#### DO THIS
Turn everything in the records from the line containing "Annotation task — point out every instance of the large" down to the line containing "[(664, 214)]" into a Markdown table with the columns Row and Line. Number each line in Row, and skip any blank lines.

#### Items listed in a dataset
^^^^
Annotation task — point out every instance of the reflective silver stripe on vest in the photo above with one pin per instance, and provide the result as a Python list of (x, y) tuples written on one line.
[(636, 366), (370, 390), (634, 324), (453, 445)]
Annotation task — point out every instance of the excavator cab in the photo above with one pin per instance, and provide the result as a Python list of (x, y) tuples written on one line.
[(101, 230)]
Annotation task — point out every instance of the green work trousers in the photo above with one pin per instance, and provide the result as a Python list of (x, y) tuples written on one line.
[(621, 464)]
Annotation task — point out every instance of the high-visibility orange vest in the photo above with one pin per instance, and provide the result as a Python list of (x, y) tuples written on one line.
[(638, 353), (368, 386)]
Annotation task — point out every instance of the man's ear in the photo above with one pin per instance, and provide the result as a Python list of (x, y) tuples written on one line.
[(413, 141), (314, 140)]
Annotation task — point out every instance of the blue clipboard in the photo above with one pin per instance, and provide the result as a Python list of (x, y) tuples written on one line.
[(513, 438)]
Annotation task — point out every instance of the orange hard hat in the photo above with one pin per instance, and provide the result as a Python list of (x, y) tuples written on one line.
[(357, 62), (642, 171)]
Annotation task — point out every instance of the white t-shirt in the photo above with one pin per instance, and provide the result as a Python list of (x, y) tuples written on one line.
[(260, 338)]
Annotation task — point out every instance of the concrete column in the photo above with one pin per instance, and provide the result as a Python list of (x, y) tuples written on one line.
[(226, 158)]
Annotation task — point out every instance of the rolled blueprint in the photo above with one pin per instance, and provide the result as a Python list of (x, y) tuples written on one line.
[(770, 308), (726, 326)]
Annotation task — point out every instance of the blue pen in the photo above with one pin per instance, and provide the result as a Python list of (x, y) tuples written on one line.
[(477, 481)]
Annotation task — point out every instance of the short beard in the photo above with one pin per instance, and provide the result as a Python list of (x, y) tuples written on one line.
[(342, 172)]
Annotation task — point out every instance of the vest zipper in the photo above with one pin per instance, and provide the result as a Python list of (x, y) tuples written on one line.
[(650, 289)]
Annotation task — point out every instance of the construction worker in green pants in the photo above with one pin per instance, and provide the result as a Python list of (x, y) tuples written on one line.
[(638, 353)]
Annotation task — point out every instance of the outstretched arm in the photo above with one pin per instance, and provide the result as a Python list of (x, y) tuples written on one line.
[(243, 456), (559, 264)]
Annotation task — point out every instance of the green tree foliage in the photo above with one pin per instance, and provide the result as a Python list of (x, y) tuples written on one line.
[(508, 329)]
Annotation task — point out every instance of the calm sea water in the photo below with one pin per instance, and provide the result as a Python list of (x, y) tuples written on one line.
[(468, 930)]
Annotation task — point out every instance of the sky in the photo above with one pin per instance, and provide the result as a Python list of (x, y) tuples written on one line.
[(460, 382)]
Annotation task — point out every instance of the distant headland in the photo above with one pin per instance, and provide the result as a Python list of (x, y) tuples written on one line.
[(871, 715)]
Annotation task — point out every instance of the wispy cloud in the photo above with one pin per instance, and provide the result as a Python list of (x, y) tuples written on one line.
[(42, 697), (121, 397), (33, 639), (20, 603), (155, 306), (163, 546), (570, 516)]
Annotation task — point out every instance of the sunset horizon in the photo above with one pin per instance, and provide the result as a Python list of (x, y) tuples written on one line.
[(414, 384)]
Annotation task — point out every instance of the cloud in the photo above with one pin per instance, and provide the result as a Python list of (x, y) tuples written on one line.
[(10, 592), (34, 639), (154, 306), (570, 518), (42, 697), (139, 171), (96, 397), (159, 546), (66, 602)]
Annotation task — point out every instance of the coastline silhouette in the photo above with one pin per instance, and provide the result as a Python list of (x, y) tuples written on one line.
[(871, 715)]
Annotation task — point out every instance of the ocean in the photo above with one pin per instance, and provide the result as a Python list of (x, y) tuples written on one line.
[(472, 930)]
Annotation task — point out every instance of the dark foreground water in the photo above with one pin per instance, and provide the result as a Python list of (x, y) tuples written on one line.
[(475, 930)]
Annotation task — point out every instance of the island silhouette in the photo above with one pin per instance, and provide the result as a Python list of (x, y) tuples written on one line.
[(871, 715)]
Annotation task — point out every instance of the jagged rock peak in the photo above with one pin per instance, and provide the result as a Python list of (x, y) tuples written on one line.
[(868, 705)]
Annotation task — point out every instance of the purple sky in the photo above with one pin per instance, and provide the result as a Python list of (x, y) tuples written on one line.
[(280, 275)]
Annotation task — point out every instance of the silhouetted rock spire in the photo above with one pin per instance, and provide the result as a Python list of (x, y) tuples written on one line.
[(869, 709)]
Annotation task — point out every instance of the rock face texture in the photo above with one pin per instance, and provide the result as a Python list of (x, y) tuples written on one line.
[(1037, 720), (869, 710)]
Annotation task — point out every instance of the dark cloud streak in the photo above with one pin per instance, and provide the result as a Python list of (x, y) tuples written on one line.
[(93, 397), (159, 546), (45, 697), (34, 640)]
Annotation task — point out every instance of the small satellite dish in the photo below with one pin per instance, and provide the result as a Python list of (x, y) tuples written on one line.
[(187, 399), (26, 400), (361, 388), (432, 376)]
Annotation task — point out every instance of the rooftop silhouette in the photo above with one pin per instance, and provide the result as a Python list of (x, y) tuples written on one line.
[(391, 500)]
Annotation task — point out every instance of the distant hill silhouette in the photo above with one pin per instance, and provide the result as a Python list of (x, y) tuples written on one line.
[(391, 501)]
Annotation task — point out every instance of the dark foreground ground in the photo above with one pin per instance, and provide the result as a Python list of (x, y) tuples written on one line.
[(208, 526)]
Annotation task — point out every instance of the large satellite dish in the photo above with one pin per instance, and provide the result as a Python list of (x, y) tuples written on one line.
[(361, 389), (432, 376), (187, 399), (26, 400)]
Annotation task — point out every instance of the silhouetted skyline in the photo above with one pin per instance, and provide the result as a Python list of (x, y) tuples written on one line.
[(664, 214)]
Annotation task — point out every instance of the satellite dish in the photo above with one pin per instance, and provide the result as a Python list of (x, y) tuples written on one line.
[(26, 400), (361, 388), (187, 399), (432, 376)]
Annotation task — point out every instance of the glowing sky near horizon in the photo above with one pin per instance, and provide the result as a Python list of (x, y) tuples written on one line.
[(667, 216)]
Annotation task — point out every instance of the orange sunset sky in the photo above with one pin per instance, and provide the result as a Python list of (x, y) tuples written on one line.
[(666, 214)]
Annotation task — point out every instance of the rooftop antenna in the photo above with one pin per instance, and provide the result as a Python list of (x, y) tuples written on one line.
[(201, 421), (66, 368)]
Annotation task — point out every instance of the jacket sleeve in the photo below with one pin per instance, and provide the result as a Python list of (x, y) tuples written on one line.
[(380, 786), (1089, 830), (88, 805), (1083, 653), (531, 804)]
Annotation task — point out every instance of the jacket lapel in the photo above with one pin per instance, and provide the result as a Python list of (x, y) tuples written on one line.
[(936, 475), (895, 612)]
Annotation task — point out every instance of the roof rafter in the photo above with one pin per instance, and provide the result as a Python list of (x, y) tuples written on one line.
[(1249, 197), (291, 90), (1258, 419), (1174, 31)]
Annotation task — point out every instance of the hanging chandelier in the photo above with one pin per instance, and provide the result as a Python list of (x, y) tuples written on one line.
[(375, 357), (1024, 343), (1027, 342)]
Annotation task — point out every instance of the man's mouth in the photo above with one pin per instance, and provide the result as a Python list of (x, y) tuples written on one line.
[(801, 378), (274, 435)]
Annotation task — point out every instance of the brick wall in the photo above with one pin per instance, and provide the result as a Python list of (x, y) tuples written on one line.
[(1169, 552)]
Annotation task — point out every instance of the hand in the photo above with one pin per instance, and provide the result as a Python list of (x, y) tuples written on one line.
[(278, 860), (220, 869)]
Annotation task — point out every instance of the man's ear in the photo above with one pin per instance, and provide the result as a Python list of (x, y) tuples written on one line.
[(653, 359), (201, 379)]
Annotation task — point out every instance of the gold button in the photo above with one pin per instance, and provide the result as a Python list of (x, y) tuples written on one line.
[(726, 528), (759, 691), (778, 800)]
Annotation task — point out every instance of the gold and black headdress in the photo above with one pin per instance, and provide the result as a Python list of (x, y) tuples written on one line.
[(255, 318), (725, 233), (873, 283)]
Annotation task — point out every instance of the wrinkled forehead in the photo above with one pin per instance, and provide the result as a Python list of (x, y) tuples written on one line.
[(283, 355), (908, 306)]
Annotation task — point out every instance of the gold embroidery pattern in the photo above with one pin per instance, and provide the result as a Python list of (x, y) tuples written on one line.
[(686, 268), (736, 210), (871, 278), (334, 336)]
^^^^
#### PROBLEM SOLUTION
| Row | Line |
|---|---|
| 1 | Annotation task — point out every instance of the large satellite dish in the photo above with one pin per instance, and provide the result as a Python list of (x, y) tuples written on one line. |
| 2 | [(361, 389), (432, 376), (187, 399), (26, 400)] |
| 3 | Annotation task — point out every instance of the silhouetted skyline in the photo above with one pin per instance, and provide the result as a Python list of (x, y) tuples written on one line. |
| 4 | [(664, 214)] |